--- Begin Data shown ---

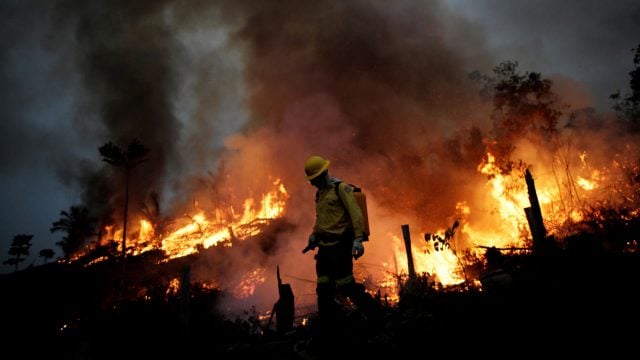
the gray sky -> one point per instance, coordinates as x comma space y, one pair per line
48, 121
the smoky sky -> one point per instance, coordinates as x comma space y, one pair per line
183, 76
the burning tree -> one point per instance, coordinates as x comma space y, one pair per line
78, 225
127, 161
523, 105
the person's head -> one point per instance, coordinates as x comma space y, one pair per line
317, 171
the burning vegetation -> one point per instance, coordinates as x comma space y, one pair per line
183, 225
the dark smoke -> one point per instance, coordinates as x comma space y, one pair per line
124, 53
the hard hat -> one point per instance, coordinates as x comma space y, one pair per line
314, 166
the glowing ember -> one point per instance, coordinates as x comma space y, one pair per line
586, 184
173, 288
247, 285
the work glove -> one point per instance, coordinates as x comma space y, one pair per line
357, 249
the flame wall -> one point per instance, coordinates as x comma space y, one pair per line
232, 95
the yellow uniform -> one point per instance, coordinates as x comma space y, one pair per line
337, 216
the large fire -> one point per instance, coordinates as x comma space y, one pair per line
564, 196
500, 222
203, 230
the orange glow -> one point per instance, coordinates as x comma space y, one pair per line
247, 285
205, 230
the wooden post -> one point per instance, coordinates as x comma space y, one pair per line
407, 244
185, 295
284, 307
534, 213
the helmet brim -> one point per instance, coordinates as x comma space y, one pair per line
324, 167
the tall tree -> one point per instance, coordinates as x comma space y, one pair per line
125, 160
19, 248
78, 225
46, 254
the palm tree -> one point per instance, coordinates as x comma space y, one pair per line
115, 156
78, 225
19, 247
47, 254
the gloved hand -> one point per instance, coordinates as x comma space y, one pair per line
312, 244
357, 249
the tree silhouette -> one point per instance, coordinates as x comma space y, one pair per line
522, 104
128, 160
46, 254
19, 247
78, 225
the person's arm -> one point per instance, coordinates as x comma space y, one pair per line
350, 203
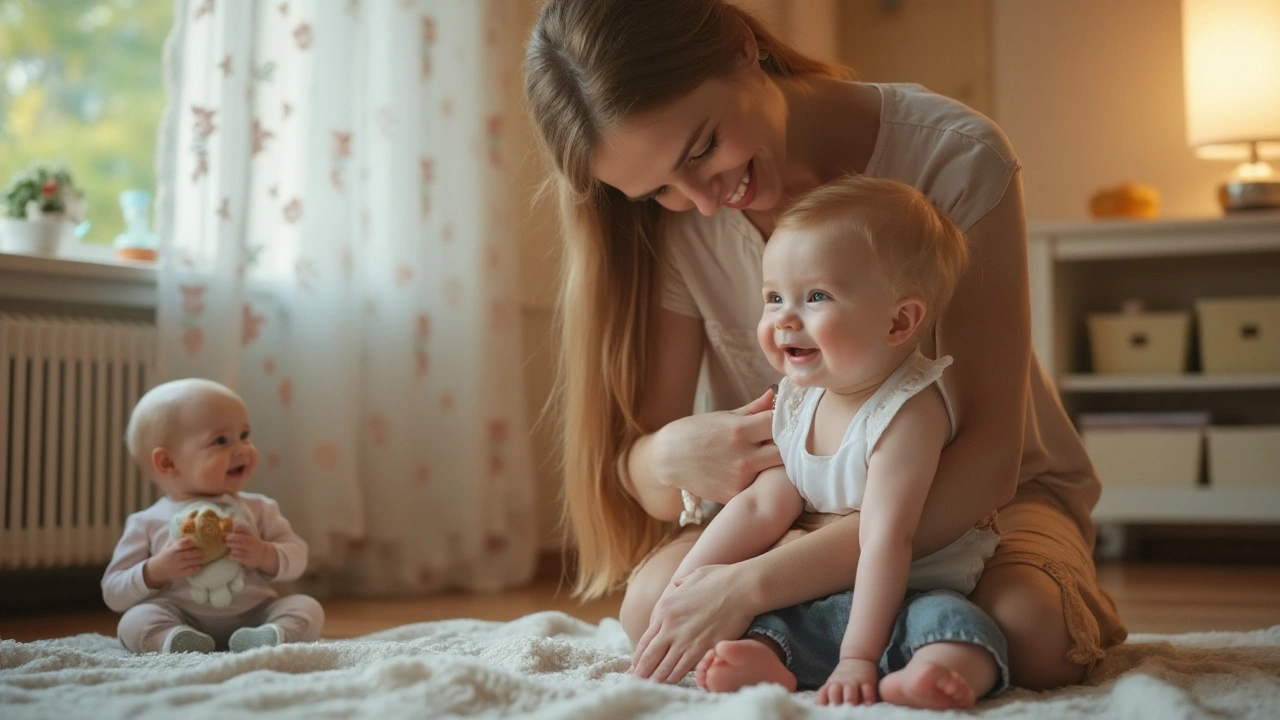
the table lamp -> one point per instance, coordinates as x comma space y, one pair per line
1232, 71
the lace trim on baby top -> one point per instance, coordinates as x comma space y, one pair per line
919, 374
792, 400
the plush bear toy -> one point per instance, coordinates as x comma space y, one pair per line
208, 524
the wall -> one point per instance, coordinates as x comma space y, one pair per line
1091, 92
942, 45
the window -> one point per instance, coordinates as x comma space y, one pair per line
81, 83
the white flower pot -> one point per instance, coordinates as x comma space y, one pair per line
32, 237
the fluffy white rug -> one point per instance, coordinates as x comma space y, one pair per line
551, 665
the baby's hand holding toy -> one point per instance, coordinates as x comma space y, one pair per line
251, 551
179, 559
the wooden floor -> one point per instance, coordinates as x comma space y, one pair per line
1152, 598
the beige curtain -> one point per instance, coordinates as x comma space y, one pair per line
337, 224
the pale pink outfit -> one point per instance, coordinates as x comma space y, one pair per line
150, 614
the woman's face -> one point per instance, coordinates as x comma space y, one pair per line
721, 145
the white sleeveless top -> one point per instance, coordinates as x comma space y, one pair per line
836, 483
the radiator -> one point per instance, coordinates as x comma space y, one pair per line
67, 387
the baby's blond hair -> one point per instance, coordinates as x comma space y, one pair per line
918, 249
155, 417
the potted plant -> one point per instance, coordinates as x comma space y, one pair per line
40, 205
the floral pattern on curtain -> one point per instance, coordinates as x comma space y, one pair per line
338, 226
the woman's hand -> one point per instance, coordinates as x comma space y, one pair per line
717, 455
693, 615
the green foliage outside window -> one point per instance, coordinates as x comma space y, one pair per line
82, 85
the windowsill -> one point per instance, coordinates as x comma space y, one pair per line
78, 279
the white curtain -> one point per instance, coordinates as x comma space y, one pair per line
338, 245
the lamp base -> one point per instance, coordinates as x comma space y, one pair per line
1248, 195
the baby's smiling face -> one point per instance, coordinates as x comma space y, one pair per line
827, 313
211, 450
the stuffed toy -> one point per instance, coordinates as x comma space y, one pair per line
208, 524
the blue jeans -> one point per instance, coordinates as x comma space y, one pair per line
810, 633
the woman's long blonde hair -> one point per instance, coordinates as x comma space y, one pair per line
589, 64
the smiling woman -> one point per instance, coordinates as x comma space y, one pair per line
80, 83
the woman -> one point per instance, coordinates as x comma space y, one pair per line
679, 131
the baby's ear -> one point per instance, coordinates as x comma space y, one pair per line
908, 317
163, 464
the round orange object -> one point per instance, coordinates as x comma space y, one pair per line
1125, 200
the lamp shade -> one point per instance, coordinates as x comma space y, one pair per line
1232, 69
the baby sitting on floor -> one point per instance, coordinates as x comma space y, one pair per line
192, 573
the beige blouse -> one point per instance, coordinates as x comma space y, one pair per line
964, 164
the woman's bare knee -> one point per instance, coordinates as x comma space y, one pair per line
1027, 604
648, 583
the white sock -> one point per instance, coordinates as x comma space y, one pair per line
250, 638
184, 638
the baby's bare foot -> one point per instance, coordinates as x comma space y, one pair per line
928, 686
737, 664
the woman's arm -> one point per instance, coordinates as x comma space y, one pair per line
712, 455
748, 524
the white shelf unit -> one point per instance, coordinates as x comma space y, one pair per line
1077, 269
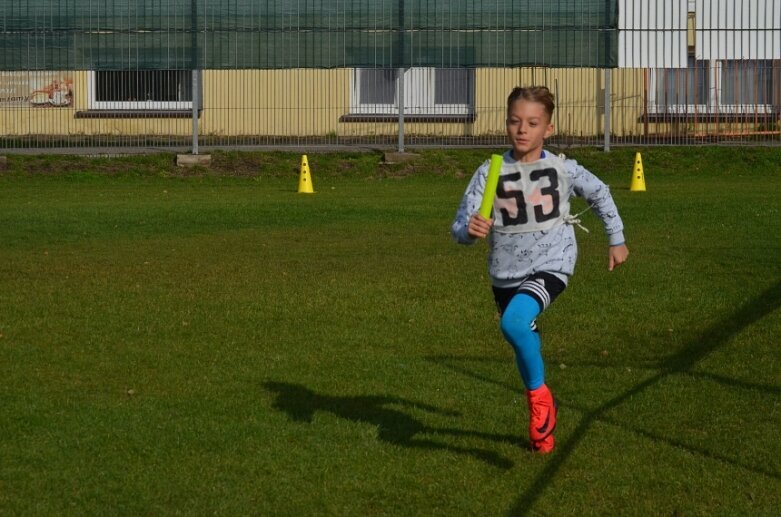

--- End Data shown ---

# Directions
Can you reproduce all of the records above word for word, leaving the pictures out?

# Complete answer
the gray sky -> one point per instance, coordinates as x comma space y, one pair per line
48, 121
the smoky sky -> one point per instance, coordinates as x comma space y, one pair per line
183, 76
the burning tree -> one point per instance, coordinates as x comma space y, one pair per line
78, 225
127, 161
523, 105
the person's head -> one point per instance, coordinates as x comma space y, one pair per line
317, 171
the burning vegetation -> one point per instance, coordinates as x comma space y, one pair per line
183, 225
the dark smoke -> one point per instance, coordinates as x comma space y, one pair per line
124, 53
the hard hat -> one point per instance, coordinates as x comma space y, one pair per line
314, 166
the glowing ember -> one point per instance, coordinates as x comma space y, one pair per line
586, 184
173, 288
247, 285
the work glove -> one point per instance, coordinates as x comma space y, one pair per line
357, 249
the flame wall -> one point per instance, coordinates as x comma space y, one pair per line
232, 95
the yellow uniform -> one point per instance, coordinates as x comma space y, one pair per line
337, 216
the large fire -> one point per instance, coordinates as x comma space y, one pair per line
564, 196
500, 222
203, 230
the orange glow -> one point per instance, coordinates as x comma space y, one pair per line
247, 285
205, 230
the wooden post -> one point per instance, coordinates as x comma space y, one pair per line
407, 244
185, 295
284, 307
534, 213
the helmet brim -> one point per instance, coordinates as x comma space y, one pair per line
324, 167
the tall tree -> one point per instance, coordinates as x comma space y, one pair per line
125, 160
19, 248
78, 225
46, 254
the palm tree -> one point per instance, coordinates as x comma space y, one pair per line
115, 156
78, 225
19, 247
47, 254
the gloved hand -> one point per instance, coordinates as x comma space y, one pair per line
312, 244
357, 249
the tree silhouette -> one point per instance, coordinates as x comma space y, one pair per line
522, 104
128, 160
46, 254
19, 247
78, 225
the person's arm -> one point per instance, coordinates as x comma space y, one pair per line
350, 203
the table lamp -> one point per instance, coordinates as x comma space y, one pair per line
1232, 71
the lace trim on baby top -> one point per instance, coordinates as x comma space y, one pair per line
919, 374
792, 400
the plush bear toy -> one point per instance, coordinates as x comma space y, one pair per line
208, 524
the wall -> one point per instance, coordinates as x comma space y, one pair per line
1091, 92
942, 45
the window -> one point per instance, coordinates as x comma space y, one pair per line
81, 83
the white flower pot -> one point per instance, coordinates as x comma space y, one pair per line
32, 237
the fluffy white rug -> one point per instance, coordinates as x comma space y, one pair per line
551, 665
the baby's hand holding toy -> one point per instance, coordinates as x comma space y, one pair per line
251, 551
179, 559
the wooden floor -> one point per instance, coordinates as x comma space y, one pair per line
1152, 598
the beige curtain -> one point per instance, coordinates as x comma space y, one pair per line
337, 224
the pale pink outfit -> one point per instance, coordinates as x comma space y, one pair per line
150, 614
the woman's face -> one point per instance, coordinates as x comma space y, one pair per line
721, 145
the white sleeveless top -> one point per instance, coordinates as x comma space y, one pair per line
836, 483
the radiator -> one point per instance, coordinates as x comma space y, one pair per line
67, 387
the baby's blond hair -> one point per instance, coordinates as x comma space y, one pair per line
918, 249
155, 417
the potted plant -> one point per instance, coordinates as x comma space y, one pair per line
40, 205
the floral pattern on curtain -> one point per instance, coordinates as x comma space y, one pair per line
338, 226
the woman's hand -> one point per instance, coordinates as x comma space y, one pair per line
717, 455
693, 615
the green foliage outside window -> one point per instance, coordinates as x comma space y, one pair per line
82, 85
the windowsill -> one point per instance, coordinates as x comma space y, one pair per line
78, 279
the white curtain -> one point per instance, coordinates as x comma space y, one pair per line
338, 245
the lamp base -> one point per instance, coordinates as x comma space y, one pair per line
1248, 195
the baby's smiling face -> one point per instance, coordinates as x comma space y, one pair per line
827, 313
211, 450
the stuffed toy -> one point per instance, coordinates as x comma space y, one pair per line
208, 524
the blue jeans -> one point per instance, coordinates as x comma space y, one pair per line
810, 633
the woman's long blonde hair -> one point per instance, coordinates as x comma space y, one pair per line
589, 64
the smiling woman -> one point per instance, coordinates as x comma space y, one pair per line
80, 83
the woman -> one point per instance, coordinates as x comma space y, one pair per line
679, 131
the baby's ear -> one point per instance, coordinates as x comma space y, one pair per line
908, 317
163, 464
the round orange object -> one point per instance, coordinates as x comma space y, one pair per line
1125, 200
the lamp shade -> one point per instance, coordinates as x comma space y, one pair per line
1232, 69
the baby sitting on floor -> one point per instance, coordinates as x comma space y, one pair per line
192, 573
the beige blouse -> one point per instance, coordinates as x comma space y, one pair per line
964, 164
the woman's bare knee -> one point per instance, coordinates as x comma space y, one pair per line
1027, 604
648, 583
the white sock -> one point per instance, coordinates as x comma space y, one pair per line
250, 638
184, 638
the baby's bare foot -> one point per instance, coordinates as x comma space y, one pair per line
928, 686
737, 664
the woman's arm -> one point per instance, coordinates as x comma space y, one pair per line
712, 455
748, 524
the white shelf unit -> one point per instance, coordinates as x comma space y, one pair per line
1077, 269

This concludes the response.